:: What is expected ::
Down to the last line, retype each line of the entries exactly, starting with the one that contains "hand in the photo above.".

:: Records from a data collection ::
'''

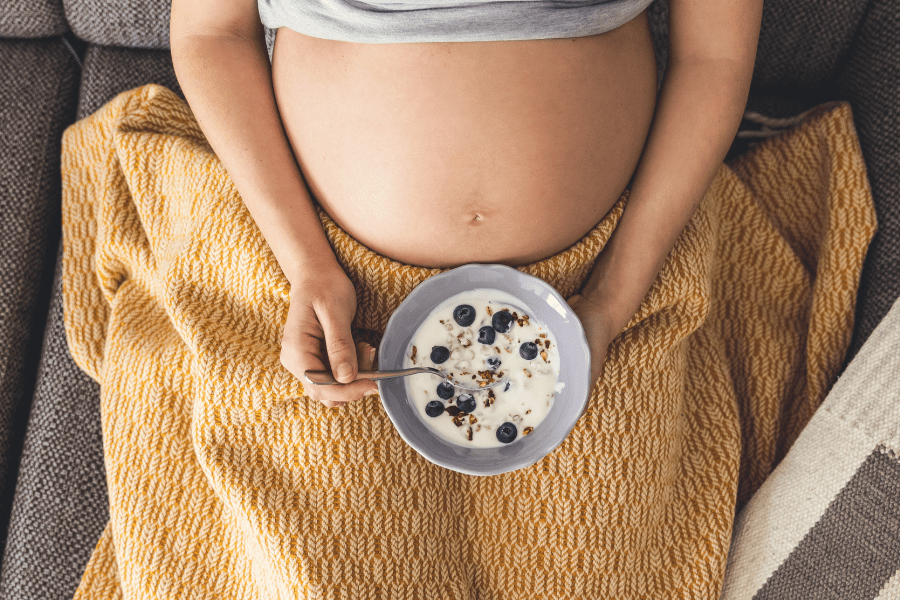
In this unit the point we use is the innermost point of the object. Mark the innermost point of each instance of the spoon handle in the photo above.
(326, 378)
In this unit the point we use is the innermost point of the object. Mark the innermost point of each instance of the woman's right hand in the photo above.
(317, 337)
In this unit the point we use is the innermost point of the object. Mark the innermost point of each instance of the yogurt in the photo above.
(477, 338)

'''

:: Finished exercise ::
In this unit the point we use is the innermost point of the object. Mark the innermost point of each instance of the woman's right hand in the photo above.
(317, 337)
In this unit the point we use is the innermost point of the object. Mark the innermost point of each instance of the yogurt in the photo above.
(477, 338)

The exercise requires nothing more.